STATED EXERCISE – Set down the material exactly as it appears, beginning with the line containing "# point at: stone window" and continuing through the line containing "x=381, y=97".

- - - - -

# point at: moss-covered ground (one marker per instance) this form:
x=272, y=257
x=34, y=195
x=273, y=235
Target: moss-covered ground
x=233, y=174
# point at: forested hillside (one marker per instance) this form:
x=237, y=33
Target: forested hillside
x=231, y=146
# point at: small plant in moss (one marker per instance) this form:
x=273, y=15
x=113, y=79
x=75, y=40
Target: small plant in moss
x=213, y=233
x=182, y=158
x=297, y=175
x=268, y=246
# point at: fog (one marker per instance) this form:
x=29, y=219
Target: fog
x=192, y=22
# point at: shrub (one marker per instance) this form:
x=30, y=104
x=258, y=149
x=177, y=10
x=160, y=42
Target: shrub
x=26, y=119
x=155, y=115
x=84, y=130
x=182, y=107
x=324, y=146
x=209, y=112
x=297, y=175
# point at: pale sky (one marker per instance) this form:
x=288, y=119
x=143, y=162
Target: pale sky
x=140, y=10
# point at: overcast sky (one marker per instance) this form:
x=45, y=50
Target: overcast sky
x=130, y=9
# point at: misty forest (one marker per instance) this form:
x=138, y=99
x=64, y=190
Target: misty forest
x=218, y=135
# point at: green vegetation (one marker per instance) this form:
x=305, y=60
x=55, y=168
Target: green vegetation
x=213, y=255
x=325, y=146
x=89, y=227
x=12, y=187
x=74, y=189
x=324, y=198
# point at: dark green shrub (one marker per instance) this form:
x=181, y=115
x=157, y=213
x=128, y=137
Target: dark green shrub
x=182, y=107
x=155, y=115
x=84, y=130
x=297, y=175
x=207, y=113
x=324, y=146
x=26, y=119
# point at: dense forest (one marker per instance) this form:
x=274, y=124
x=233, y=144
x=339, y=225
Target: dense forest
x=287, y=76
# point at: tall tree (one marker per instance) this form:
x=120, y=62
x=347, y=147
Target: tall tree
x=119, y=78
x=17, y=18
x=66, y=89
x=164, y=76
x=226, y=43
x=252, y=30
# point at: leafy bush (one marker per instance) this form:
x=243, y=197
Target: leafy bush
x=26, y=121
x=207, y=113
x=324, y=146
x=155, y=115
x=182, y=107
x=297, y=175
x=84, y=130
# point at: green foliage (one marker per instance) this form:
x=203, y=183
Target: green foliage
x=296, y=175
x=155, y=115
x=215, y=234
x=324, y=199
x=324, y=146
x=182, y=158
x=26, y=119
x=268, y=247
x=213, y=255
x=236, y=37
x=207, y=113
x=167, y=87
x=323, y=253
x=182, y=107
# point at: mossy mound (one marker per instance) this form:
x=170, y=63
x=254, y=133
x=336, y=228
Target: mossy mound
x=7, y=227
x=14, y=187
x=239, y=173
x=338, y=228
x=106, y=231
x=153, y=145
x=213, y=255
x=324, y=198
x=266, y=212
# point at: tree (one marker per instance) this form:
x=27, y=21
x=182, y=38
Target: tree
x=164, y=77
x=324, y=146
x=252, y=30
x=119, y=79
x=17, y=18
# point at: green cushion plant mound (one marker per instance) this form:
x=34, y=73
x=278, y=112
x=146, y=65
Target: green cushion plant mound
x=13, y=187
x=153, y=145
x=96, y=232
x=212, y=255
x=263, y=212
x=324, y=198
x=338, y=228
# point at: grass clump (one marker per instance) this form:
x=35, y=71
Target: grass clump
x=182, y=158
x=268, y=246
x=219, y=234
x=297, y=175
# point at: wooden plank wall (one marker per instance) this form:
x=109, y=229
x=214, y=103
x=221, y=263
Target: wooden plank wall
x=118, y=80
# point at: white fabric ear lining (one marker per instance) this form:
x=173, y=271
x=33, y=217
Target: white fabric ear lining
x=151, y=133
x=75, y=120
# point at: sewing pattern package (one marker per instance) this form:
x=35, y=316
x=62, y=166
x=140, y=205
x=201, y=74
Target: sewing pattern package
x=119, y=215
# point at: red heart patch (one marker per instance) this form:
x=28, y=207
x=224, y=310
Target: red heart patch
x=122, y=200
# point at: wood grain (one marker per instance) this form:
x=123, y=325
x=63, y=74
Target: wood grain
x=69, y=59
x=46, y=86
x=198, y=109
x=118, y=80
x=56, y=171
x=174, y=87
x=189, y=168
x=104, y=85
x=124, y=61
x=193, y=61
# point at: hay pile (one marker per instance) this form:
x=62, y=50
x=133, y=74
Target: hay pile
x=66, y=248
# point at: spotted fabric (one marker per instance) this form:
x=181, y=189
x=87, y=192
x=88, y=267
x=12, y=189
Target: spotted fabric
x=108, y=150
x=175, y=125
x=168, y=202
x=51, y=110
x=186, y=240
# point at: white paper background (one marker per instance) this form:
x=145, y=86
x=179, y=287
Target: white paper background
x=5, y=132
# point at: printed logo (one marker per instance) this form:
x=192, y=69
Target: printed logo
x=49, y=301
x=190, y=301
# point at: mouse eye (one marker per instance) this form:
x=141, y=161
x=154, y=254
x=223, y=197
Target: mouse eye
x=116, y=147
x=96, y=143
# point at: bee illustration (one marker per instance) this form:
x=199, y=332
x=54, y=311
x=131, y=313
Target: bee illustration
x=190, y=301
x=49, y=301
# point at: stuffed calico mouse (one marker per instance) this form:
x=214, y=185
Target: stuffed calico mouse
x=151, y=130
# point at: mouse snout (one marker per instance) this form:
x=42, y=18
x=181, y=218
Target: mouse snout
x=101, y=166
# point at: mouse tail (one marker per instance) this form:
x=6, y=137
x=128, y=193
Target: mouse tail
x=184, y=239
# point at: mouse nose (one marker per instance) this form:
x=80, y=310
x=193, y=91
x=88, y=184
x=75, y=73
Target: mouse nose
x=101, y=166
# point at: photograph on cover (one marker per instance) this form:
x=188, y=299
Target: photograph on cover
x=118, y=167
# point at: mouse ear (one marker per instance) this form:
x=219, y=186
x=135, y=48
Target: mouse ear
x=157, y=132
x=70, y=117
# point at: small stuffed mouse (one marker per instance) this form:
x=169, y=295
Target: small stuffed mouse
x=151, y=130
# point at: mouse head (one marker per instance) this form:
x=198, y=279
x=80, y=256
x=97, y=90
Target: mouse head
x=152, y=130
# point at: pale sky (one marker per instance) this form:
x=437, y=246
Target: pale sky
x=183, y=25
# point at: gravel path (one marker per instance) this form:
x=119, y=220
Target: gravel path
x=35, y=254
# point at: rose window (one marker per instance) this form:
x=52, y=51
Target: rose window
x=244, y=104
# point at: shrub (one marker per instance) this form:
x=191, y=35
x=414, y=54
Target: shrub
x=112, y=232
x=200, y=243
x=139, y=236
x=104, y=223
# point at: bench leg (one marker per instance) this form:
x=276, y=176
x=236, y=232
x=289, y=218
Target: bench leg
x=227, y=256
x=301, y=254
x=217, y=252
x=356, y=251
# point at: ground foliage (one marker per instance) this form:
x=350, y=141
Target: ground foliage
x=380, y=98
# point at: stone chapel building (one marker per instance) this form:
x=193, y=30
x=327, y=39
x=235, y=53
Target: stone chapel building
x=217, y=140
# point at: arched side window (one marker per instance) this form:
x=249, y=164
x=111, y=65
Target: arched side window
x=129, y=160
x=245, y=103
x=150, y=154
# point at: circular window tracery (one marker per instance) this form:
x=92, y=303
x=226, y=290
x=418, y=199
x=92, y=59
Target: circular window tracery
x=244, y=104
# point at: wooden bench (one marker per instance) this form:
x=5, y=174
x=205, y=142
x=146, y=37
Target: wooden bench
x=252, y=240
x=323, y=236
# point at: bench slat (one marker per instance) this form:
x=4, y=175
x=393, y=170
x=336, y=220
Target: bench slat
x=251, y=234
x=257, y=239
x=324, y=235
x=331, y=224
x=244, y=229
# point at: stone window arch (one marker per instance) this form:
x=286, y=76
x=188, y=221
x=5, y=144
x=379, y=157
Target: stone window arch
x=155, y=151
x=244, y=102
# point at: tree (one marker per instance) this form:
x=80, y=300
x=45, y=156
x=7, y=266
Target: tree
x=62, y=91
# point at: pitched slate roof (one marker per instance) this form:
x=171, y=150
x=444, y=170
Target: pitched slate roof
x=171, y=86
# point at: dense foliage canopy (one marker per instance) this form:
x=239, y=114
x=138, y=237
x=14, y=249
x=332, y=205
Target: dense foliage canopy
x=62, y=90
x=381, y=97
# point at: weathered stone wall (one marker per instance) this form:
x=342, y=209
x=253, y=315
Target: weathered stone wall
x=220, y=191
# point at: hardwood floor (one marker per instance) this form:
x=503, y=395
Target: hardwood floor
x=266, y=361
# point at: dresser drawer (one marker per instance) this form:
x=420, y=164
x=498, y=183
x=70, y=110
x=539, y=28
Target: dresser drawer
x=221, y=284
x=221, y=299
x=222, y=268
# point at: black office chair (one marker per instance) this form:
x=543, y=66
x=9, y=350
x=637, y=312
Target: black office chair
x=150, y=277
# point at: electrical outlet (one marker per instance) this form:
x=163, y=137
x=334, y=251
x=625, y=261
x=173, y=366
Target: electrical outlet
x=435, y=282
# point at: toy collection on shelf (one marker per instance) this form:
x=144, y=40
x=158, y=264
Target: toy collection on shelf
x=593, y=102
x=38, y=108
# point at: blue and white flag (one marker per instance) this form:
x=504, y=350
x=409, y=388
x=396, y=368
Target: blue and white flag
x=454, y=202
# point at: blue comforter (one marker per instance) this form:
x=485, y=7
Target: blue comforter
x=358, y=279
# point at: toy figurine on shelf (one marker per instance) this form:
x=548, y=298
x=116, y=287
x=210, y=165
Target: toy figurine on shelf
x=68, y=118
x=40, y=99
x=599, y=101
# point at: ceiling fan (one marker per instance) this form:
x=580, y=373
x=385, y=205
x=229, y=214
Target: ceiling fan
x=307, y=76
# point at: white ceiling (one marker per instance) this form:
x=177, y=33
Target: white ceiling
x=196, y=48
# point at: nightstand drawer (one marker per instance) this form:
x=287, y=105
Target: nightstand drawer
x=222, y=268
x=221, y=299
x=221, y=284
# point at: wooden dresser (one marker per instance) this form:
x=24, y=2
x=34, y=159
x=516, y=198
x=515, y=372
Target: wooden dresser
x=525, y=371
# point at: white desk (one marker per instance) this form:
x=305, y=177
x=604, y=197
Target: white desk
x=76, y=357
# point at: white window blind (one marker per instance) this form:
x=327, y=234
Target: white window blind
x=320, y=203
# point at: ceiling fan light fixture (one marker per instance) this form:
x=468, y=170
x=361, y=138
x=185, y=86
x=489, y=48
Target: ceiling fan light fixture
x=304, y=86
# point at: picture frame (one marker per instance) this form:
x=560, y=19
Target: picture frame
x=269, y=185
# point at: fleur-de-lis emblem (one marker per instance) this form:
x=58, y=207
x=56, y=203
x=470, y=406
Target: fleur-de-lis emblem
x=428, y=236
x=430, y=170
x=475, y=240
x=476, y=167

- - - - -

SOLUTION TO THE PROBLEM –
# point at: stone window arch (one marker per instance) this form:
x=286, y=76
x=188, y=221
x=5, y=144
x=379, y=157
Target: stone window arch
x=155, y=151
x=244, y=102
# point at: tree (one marker per instance) this form:
x=80, y=300
x=45, y=156
x=7, y=266
Target: tree
x=62, y=91
# point at: pitched slate roof (one marker per instance) this form:
x=171, y=150
x=444, y=170
Target: pitched slate roof
x=171, y=86
# point at: dense foliage canopy (one marker per instance) this form:
x=239, y=114
x=138, y=237
x=14, y=249
x=332, y=205
Target: dense foliage canopy
x=62, y=90
x=381, y=97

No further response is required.